SET TASKS »
A - In the S3 storage feature list, what happens to a file when its bucket can't be reached?
B - Copy word for word the part of the S3 storage feature list that opens with the words "Requirements" and closes with "be visible yet.".
***** PROVIDED PASSAGE
List all remote files in bucket

Shows all files in bucket, even the ones not in Frappe File doctype.

list_files_in_remote_s3_bucket.webm

Customizable

Choose the best setup for you: S3 only for all site files or specified folders, use S3 / Minio presigned urls, cache or not small files, etc.

Settings

Requirements

  • Frappe version >= 14

Functionalities

  • S3 bucket can be defined per folder/s. If "Home" folder defined, all Frappe / ERPNext files will use that S3 bucket.
  • Files accesible with custom URLs: /file/[File ID]/[file name.extension]
  • Frappe / ERPNext private/public functionality is preserved for external files. If an external private file is loaded not having access a not found page will be showed.
  • External Storages can be write disabled, but files will be visible yet.
  • Bulk file relocation (upload and download). You can filter by local S3 bucket/local filesystem and then change all those files to a different S3 bucket or to local filesystem. All files are "moved" without load them fully in memory optimizing large ones transfer.
  • Small icon allows you visualize if file is within an S3 bucket.
  • Same file upload (same file hash) will reuse existent S3 key and is not reuploaded. Same functionality as Frappe has with local files.
  • Choosed S3 bucket file listing tool.
  • S3 bucket can not be deleted if has "File"s assigned / within it.
  • If bucket is not accesible file will be uploaded to local filesystem.
  • Stream data in chunks to and from S3 without reading whole files into memory (thanks to Khoran
  • List all remote objects in bucket (includes too the ones not uploaded trough Frappe)
**********
***** DATA SECTION
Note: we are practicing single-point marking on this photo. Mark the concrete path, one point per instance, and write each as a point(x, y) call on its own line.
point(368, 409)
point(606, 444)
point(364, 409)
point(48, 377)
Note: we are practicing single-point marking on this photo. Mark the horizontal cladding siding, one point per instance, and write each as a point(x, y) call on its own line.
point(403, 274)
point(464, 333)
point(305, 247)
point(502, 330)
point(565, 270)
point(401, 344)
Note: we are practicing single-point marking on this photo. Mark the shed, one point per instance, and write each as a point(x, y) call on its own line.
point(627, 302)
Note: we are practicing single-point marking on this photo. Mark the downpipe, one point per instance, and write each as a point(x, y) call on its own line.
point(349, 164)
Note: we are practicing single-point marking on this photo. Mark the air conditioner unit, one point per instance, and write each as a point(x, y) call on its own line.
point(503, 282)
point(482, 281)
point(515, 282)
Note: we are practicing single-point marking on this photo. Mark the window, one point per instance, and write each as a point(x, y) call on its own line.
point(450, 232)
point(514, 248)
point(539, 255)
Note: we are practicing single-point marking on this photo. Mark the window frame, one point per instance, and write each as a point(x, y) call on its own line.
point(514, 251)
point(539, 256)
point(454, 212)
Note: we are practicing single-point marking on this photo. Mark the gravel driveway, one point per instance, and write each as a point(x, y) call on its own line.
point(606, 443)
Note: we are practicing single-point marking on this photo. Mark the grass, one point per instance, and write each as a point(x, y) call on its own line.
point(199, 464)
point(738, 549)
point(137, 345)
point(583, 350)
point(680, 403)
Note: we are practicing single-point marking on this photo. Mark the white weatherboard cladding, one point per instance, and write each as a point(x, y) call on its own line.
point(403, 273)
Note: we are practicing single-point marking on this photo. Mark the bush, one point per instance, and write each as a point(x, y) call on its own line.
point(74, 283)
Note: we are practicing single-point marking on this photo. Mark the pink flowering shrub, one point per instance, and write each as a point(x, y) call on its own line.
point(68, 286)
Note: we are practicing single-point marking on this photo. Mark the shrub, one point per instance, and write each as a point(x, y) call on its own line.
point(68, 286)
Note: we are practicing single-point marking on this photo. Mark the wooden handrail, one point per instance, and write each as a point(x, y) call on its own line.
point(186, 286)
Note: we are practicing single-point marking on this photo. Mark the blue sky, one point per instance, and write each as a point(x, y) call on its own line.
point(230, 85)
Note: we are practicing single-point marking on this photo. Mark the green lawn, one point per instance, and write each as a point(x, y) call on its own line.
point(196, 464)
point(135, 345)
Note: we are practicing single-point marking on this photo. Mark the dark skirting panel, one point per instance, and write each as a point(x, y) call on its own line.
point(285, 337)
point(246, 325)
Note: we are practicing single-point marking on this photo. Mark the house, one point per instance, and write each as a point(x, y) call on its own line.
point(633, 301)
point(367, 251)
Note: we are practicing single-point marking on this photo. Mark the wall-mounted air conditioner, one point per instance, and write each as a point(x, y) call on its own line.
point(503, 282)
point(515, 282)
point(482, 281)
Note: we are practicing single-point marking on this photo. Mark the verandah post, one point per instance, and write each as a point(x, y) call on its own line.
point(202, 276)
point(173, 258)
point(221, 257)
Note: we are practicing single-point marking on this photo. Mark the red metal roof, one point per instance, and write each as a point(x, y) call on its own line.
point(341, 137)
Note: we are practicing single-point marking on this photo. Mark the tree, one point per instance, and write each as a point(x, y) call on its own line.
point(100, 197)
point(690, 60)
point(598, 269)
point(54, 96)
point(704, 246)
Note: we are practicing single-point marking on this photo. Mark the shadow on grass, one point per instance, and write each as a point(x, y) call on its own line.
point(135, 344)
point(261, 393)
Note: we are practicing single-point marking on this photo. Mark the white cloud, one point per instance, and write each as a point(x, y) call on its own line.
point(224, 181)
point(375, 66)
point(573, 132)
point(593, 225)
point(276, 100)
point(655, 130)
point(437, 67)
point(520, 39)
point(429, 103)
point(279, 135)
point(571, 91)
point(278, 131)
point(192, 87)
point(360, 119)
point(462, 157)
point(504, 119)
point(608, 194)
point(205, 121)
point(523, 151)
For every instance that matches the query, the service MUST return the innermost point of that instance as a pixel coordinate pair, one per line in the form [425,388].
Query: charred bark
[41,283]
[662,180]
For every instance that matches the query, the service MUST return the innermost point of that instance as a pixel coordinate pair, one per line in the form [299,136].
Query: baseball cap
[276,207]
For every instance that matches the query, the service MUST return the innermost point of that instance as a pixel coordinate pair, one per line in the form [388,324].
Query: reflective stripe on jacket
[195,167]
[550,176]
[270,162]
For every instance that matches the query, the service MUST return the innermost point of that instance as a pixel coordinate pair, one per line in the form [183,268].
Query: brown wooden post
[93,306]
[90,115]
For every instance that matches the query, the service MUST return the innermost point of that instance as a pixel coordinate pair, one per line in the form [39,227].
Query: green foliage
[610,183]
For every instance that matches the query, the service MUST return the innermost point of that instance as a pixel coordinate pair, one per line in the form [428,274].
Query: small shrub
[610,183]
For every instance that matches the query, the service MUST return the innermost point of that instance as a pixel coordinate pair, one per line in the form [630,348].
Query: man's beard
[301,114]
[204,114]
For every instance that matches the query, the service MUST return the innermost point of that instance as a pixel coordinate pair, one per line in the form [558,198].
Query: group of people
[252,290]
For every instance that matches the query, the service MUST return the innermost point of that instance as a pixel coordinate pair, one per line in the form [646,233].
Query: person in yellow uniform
**********
THE RESULTS »
A - The file is uploaded to the local filesystem.

B -
Requirements

  • Frappe version >= 14

Functionalities

  • S3 bucket can be defined per folder/s. If "Home" folder defined, all Frappe / ERPNext files will use that S3 bucket.
  • Files accesible with custom URLs: /file/[File ID]/[file name.extension]
  • Frappe / ERPNext private/public functionality is preserved for external files. If an external private file is loaded not having access a not found page will be showed.
  • External Storages can be write disabled, but files will be visible yet.